**Consigne a**
Mettez en liste JSON de chaînes, une chaîne par ligne et sans les lignes vides, la partie des enregistrements qui s'ouvre sur la ligne contenant « Spot the black » et se termine à la fin des enregistrements, ces deux bornes comprises.

**Extrait du texte**
Graslin est un autre exemple important de ce changement de paradigme consécutif au primat accordé à la psychologie des besoins pour fonder la science économique. A l’instar de Turgot qui le suit chronologiquement, il place le besoin à l’origine de la richesse : « C’est le besoin seul qui donne aux choses leur valeur, autrement dit leur qualité de richesse. »45 En d’autres termes, l’enjeu théorique se porte sur la détermination de la valeur dont l’élucidation inclut celle de la richesse. Deux conséquences paradoxales en résultent dans l’analyse de Graslin, paradoxale sur bien des aspects.

D’abord, le principe de l’invariabilité de la masse des richesses – évoqué plus haut – fait que seule la variation dans la répartition des besoins individuels et ses effets sur la valeur offre un intérêt théorique. La richesse s’en trouve d’autant plus exclue. Le chapitre 2 de l’Essai analytique, intitulé « Ce que c’est que la richesse », n’est en fait qu’une étude subtile des effets économiques d’une détermination psychologique de la valeur. Par contre, initier l’analyse de la richesse par le besoin conduit à des détours originaux puisque Graslin englobe tous les besoins, matériels et immatériels. Se trouvent ainsi pris en compte, par exemple, dans la richesse absolue d’un homme la gloire et l’honneur, objet d’une quête effrénée et d’un calcul individuel dans l’Ancien Régime46. Le paradoxe est ainsi que, d’un côté, la notion est vidée de son ancienne puissance heuristique, mais que d’un autre elle acquiert, grâce au lien établi avec la psychologie économique, un contenu large et fondateur à terme avec J.-B. Say d’une nouvelle approche du revenu national incluant aussi bien les productions, les services que les revenus monétaires.

Ces innovations théoriques restent cependant programmatiques. Leur complet développement ainsi que leur généralisation à l’ensemble des marchés soulèvent des difficultés redoutables. Sur un marché à deux échangistes, la valeur apparaît facilement ce qui n’est plus le cas si les intervenants sont nombreux. Turgot en est conscient mais son texte brutalement interrompu ne permet guère de conclure. La position de Morellet est plus explicite. L’abbé économiste reprend très largement les idées défendues dans Valeurs et monnaies – texte d’ailleurs écrit par Turgot pour le Dictionnaire universel du commerce auquel Morellet a longuement travaillé sans jamais le publier47 – mais devant les difficultés soulevées par la référence à la valeur-utilité, il renvoie aux développements ultérieurs de la discipline. S’il défend donc le principe d’une économie politique construite sur la « valeur d’utilité », il constate également qu’elle est « abstraite, métaphysique (…), si difficile à connaître ». Il préfère donc revenir à « la valeur de la langue du commerce », c’est-à-dire en pratique le prix de circuit des néo-mercantilistes et des préclassiques48. La substitution de la valeur à la richesse est encore au XVIIIe siècle à l’état d’une intuition qui énonce simplement en termes abstraits les conditions de l’échange.

**Consigne b**
Résumez l'extrait en deux phrases.

**Données**
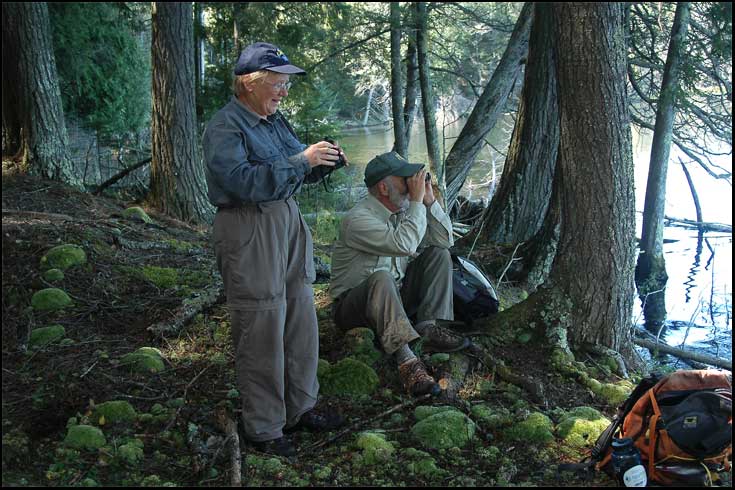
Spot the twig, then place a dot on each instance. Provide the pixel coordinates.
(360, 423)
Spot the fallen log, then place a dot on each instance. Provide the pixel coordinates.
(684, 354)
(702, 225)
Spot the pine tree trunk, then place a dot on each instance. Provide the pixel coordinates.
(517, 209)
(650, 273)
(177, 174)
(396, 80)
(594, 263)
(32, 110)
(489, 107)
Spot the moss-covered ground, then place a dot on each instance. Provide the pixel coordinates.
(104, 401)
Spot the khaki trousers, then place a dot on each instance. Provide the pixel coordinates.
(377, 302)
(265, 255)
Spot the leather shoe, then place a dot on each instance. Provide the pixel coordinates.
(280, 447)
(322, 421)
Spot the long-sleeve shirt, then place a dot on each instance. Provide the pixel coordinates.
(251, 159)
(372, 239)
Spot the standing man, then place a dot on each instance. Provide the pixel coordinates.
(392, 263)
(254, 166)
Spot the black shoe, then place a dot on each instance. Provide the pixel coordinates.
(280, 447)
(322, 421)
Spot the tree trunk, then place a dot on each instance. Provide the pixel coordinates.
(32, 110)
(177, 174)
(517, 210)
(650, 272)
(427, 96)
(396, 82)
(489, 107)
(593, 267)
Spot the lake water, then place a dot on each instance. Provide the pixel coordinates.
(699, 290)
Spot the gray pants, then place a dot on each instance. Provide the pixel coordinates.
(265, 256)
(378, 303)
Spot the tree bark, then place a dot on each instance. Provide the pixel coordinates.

**Réponse finale a**
[
  "Spot the black shoe, then place a dot on each instance. Provide the pixel coordinates.",
  "(280, 447)",
  "(322, 421)",
  "Spot the tree trunk, then place a dot on each instance. Provide the pixel coordinates.",
  "(32, 110)",
  "(177, 174)",
  "(517, 210)",
  "(650, 272)",
  "(427, 96)",
  "(396, 82)",
  "(489, 107)",
  "(593, 267)",
  "Spot the lake water, then place a dot on each instance. Provide the pixel coordinates.",
  "(699, 290)",
  "Spot the gray pants, then place a dot on each instance. Provide the pixel coordinates.",
  "(265, 256)",
  "(378, 303)",
  "Spot the tree bark, then place a dot on each instance. Provide the pixel coordinates."
]

**Réponse finale b**
Graslin, comme Turgot, place le besoin à l'origine de la valeur et donc de la richesse, et il englobe tous les besoins, matériels et immatériels, si bien que la notion de richesse perd son ancienne puissance heuristique tout en acquérant un contenu large. Ces innovations restent toutefois programmatiques : Morellet, jugeant la valeur d'utilité abstraite et difficile à connaître, préfère revenir à la valeur de la langue du commerce, et la substitution de la valeur à la richesse n'est encore au XVIIIe siècle qu'une intuition.